Com relação ao voto múltiplo, o artigo 141 da Lei nº 6.404/76 (Lei das S.A) confere aos acionistas minoritários representando, no mínimo, 10% do capital social com direito a voto, o direito de requerer a adoção do processo de voto múltiplo nas eleições do conselho de administração da companhia em questão[1]. Nos termos da Resolução CVM nº 70/2022 (RCVM 70), o referido percentual de 10% é reduzido de acordo com o valor do capital social da companhia aberta, de modo que, quanto maior o capital social, menor o percentual mínimo de capital votante para solicitação do voto múltiplo.

O escalonamento dos percentuais, conforme a RCVM 70, varia de 10% para companhias com capital social de até R$ 10.000.000,00, até 5% para companhias com capital social a partir de R$ 100.000.001,00. Assim, a adoção do processo do voto múltiplo está condicionada à verificação de posição acionária significativa por tais minoritários.

Por meio deste processo eletivo, o número de votos correspondente a cada ação de emissão da companhia é multiplicado pelos cargos a serem preenchidos, e cada acionista pode cumular seus votos resultantes de tal multiplicação em um único candidato, ou distribuir os votos a seu exclusivo critério entre os candidatos existentes, de modo a tentar eleger o maior número de membros do conselho de administração na eleição em questão. Vale reforçar que uma vez adotado o processo de voto múltiplo, este será aplicável na assembleia a todos os acionistas da companhia, inclusive o controlador.

PROBLEMA PROPOSTO A — Transcreva sem alterações, nos registros, tudo desde a linha que contém "Question. For every instance of the apartment" até o final dos registros.

DADOS REGISTRADOS —
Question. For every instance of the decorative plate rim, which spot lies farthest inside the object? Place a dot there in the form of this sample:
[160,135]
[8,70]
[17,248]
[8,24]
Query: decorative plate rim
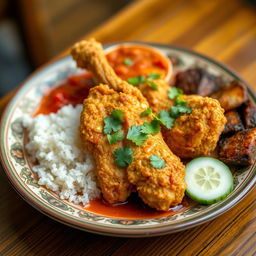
[126,231]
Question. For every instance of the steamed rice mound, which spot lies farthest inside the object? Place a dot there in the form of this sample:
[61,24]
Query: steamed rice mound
[63,167]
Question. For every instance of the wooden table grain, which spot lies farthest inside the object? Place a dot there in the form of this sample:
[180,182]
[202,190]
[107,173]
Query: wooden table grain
[225,30]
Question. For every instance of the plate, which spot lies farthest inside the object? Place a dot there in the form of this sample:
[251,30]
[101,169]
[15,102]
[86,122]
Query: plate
[19,172]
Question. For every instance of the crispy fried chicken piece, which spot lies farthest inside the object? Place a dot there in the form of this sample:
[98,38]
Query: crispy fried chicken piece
[100,103]
[195,134]
[159,188]
[197,81]
[157,99]
[234,122]
[231,96]
[240,148]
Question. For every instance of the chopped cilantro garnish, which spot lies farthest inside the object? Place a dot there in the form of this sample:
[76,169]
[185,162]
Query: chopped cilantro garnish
[151,128]
[118,115]
[152,76]
[174,92]
[167,120]
[180,101]
[162,118]
[113,122]
[136,135]
[146,112]
[141,79]
[176,111]
[123,156]
[136,80]
[157,162]
[152,85]
[113,138]
[128,62]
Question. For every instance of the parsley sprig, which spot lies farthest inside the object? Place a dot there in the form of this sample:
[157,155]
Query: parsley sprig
[157,162]
[136,135]
[123,156]
[113,138]
[173,92]
[142,79]
[113,125]
[167,118]
[114,122]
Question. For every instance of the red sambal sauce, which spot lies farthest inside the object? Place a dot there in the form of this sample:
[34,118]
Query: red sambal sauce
[72,91]
[132,61]
[134,208]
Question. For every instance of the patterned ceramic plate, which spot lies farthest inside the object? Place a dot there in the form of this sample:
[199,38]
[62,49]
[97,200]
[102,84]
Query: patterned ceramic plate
[18,168]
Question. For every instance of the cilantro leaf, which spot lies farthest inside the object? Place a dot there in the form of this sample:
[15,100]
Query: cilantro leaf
[135,135]
[166,119]
[157,162]
[118,115]
[113,122]
[113,138]
[174,92]
[152,85]
[180,101]
[146,112]
[136,80]
[151,128]
[176,111]
[123,156]
[152,76]
[128,62]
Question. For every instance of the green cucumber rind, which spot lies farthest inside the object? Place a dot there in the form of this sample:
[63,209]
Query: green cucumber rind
[210,201]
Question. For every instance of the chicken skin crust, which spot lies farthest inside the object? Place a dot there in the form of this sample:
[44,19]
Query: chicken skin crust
[159,188]
[100,103]
[196,134]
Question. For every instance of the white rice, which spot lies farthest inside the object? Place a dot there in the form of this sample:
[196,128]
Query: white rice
[63,166]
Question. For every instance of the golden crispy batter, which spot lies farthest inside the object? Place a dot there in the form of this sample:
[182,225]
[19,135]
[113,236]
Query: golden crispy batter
[159,188]
[234,122]
[100,103]
[157,99]
[196,134]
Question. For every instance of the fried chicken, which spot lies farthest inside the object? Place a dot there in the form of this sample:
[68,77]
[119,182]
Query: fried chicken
[195,134]
[159,188]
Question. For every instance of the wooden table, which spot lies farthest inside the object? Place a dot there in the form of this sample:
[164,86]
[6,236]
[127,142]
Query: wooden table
[225,30]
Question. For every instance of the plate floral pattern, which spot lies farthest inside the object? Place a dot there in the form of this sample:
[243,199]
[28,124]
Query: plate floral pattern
[18,167]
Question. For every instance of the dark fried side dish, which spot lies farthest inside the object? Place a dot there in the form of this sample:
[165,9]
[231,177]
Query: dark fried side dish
[249,114]
[237,144]
[231,96]
[138,129]
[239,148]
[197,81]
[234,122]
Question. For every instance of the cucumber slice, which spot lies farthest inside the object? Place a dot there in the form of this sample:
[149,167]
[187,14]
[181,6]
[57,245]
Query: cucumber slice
[208,180]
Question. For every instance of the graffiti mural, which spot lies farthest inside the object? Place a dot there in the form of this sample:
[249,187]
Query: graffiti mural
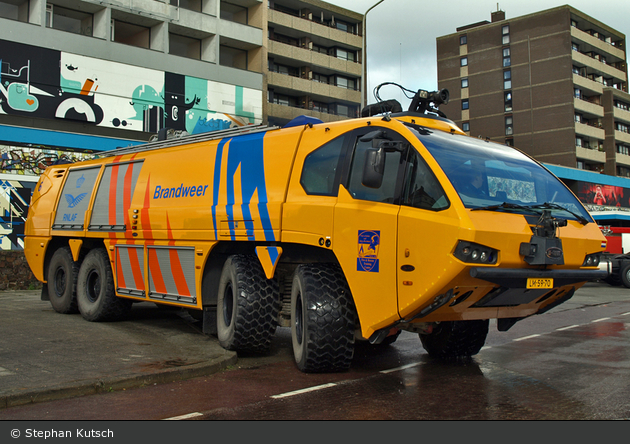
[15,196]
[43,83]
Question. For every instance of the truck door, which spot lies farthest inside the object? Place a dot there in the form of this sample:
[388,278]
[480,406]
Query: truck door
[365,231]
[428,228]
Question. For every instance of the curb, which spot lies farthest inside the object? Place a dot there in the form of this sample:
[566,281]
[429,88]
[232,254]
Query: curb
[116,384]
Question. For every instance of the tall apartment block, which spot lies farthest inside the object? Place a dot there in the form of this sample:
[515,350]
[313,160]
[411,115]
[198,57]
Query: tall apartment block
[314,61]
[553,83]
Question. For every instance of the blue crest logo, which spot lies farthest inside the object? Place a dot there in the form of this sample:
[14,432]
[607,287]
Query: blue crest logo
[368,244]
[74,201]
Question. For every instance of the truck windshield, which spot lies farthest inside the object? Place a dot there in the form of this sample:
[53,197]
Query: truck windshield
[495,177]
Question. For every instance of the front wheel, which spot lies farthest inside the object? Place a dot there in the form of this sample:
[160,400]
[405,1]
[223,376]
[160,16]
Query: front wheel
[456,339]
[96,294]
[62,281]
[322,319]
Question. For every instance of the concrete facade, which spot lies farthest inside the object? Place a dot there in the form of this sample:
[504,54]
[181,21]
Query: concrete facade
[553,84]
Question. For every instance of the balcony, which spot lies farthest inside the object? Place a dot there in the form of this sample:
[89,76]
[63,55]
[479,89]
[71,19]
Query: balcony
[310,87]
[591,132]
[584,106]
[313,58]
[598,44]
[322,30]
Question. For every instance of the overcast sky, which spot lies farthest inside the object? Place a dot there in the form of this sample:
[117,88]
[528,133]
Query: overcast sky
[402,33]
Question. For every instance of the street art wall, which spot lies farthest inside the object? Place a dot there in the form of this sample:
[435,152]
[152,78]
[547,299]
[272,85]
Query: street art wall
[44,83]
[49,84]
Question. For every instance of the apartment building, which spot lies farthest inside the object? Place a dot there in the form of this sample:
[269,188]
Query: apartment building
[553,83]
[81,76]
[314,61]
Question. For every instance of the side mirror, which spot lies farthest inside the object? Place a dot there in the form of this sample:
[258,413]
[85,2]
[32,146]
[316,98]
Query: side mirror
[373,168]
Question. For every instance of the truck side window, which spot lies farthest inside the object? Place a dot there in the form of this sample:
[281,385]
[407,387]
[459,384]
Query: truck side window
[320,168]
[387,192]
[422,189]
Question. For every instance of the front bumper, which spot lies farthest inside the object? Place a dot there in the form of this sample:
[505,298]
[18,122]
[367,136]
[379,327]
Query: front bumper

PROBLEMA PROPOSTO B — Dê continuidade ao texto sobre o voto múltiplo nas eleições do conselho de administração, começando logo após a última frase apresentada.

RESPOSTA FINAL A —
Question. For every instance of the apartment building, which spot lies farthest inside the object? Place a dot there in the form of this sample:
[269,188]
Query: apartment building
[553,83]
[81,76]
[314,61]
Question. For every instance of the side mirror, which spot lies farthest inside the object? Place a dot there in the form of this sample:
[258,413]
[85,2]
[32,146]
[316,98]
Query: side mirror
[373,168]
Question. For every instance of the truck side window, which spot lies farthest inside the object? Place a dot there in the form of this sample:
[281,385]
[407,387]
[459,384]
Query: truck side window
[320,168]
[387,192]
[422,189]
Question. For every instance of the front bumper, which spot lies farthest inside the object? Place a dot there in the form of this sample:
[505,298]
[18,122]
[367,136]
[379,327]
Query: front bumper

RESPOSTA FINAL B —
O requerimento de adoção do processo de voto múltiplo deve ser enviado pelo acionista interessado em até 48h antes da realização da assembleia geral que deliberar sobre a eleição do conselho de administração da companhia. O objetivo deste aviso prévio é conferir a todos os acionistas tempo razoável para preparação da estratégia de votação. Cumpridos os requisitos para adoção do voto múltiplo, a mesa que dirigir os trabalhos da assembleia geral é obrigada a informar a todos os presentes o número mínimo de votos necessários para eleição de cada membro do conselho de administração, de modo a permitir que os acionistas adotem a melhor estratégia de alocação de votos nos candidatos de sua preferência (artigo 141, §1º da Lei das S.A.).

No cômputo dos votos, são considerados tanto aqueles que manifestarem a alocação de votos durante a assembleia, quanto aqueles indicados nos respectivos boletins de voto a distância. Embora não seja possível traçar com precisão a estratégia antecipadamente, os boletins possibilitam que os acionistas indiquem qual percentual de votos deve ser alocado em cada candidato, se houver voto múltiplo.

Importante destacar que, sempre que a eleição tiver sido realizada pelo processo de voto múltiplo, a destituição de qualquer membro do conselho de administração pela assembleia geral resultará na destituição dos demais membros, sendo necessário realizar nova eleição. Nos demais casos de vacância, não havendo suplente, a primeira assembleia geral subsequente deverá proceder à eleição de todos os membros do conselho de administração (artigo 141, §3º da Lei das S.A.). Com base nesta regra, evita-se descaracterizar a representatividade alcançada no  processo de voto múltiplo.

Votação em separado

No que se refere à votação em separado, destacamos que, no âmbito das companhias abertas[2], o §4º do artigo 141 da Lei das S.A. confere o direito de eleger e destituir um membro e seu suplente do conselho de administração, em votação em separado:

  • à maioria dos titulares de pelo menos 15% das ações de emissão da companhia com direito a voto (ou 10%, no caso das companhias abertas que emitem somente ações ordinárias com direito a voto), e
  • à maioria dos titulares de ações sem direito a voto ou com voto restrito, que representem pelo menos 10% do capital social da companhia[3].

Além dos percentuais acima, os acionistas que queiram exercer o voto em separado devem comprovar a titularidade ininterrupta da participação acionária na companhia durante o período de 3 meses, no mínimo, imediatamente anterior à realização de assembleia geral (artigo 141, § 6º da Lei das S.A.).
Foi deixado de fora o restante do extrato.